# Written exercise:
State how many lines of the records below contain the string "beak". Case counts, and the answer is the number alone.

# Records:
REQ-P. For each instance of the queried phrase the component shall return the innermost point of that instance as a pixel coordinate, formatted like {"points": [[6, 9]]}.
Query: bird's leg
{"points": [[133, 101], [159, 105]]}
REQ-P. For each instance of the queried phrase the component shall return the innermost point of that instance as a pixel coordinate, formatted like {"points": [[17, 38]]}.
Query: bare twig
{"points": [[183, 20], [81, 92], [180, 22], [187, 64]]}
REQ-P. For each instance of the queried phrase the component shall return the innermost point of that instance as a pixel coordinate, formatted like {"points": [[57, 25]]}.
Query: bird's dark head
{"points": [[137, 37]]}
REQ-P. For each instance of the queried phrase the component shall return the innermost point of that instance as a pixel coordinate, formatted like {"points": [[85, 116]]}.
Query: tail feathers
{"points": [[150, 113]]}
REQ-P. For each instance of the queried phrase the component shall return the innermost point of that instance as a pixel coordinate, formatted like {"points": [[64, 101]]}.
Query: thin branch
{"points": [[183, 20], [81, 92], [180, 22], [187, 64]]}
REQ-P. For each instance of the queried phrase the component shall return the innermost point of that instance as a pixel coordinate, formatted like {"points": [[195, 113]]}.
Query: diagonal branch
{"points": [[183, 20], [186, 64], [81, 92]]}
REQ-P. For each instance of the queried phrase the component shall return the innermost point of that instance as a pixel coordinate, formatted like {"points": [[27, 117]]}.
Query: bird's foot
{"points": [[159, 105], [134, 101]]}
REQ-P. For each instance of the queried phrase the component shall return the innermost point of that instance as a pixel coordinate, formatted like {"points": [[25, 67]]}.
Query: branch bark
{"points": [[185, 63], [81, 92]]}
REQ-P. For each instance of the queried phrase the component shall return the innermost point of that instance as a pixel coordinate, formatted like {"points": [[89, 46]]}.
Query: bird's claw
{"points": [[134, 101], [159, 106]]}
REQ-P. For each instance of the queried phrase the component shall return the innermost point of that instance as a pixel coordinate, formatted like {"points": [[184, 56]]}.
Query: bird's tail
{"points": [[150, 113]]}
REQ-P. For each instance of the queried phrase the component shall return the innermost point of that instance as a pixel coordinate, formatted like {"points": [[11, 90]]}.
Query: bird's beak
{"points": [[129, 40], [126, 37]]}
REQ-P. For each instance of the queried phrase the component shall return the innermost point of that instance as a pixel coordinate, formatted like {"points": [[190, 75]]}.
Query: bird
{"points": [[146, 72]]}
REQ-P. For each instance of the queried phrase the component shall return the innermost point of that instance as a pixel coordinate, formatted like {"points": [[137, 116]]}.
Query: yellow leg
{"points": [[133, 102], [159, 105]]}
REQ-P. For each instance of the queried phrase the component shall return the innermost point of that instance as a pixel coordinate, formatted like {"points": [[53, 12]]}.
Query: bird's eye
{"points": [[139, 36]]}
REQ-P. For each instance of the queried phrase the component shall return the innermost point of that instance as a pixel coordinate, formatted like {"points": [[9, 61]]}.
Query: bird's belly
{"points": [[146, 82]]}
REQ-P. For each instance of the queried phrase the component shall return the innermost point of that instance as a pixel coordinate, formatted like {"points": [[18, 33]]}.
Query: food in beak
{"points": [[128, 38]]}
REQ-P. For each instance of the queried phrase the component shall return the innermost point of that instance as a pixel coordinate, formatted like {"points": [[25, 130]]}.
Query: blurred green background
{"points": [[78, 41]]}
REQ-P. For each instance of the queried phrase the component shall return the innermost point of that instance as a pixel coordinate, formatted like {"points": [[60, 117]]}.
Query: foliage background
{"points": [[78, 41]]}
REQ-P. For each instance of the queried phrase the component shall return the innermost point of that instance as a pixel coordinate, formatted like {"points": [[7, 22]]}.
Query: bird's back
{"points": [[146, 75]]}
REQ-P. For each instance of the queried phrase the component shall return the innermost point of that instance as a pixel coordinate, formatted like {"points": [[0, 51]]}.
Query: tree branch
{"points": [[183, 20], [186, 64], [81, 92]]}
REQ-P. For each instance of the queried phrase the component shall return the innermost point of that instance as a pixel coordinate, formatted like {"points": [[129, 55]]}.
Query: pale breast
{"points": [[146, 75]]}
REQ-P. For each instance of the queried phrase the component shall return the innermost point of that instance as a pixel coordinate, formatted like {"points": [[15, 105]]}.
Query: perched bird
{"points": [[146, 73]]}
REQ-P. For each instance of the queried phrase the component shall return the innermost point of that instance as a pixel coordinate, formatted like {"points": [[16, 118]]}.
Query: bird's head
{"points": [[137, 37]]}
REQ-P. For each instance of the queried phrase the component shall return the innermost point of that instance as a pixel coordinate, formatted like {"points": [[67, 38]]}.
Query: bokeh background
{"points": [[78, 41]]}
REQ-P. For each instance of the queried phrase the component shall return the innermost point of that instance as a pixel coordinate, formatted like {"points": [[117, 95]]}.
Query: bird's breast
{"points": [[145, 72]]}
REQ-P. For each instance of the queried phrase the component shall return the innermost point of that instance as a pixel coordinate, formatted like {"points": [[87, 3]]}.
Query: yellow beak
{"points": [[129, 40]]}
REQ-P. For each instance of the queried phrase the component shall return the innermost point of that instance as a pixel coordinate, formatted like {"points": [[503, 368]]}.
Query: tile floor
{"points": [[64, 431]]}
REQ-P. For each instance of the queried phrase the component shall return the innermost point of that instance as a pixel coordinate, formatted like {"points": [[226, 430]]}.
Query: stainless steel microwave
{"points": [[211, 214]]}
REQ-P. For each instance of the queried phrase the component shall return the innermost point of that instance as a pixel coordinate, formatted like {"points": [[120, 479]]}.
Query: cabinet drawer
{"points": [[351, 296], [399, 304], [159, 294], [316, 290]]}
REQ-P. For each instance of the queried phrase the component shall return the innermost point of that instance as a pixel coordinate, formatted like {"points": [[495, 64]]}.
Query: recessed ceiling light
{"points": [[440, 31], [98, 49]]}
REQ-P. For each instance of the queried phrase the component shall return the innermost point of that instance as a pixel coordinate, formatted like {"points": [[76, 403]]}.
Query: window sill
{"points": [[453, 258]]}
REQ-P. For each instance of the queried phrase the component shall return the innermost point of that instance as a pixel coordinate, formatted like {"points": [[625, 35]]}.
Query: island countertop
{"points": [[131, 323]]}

# Solution to this task:
3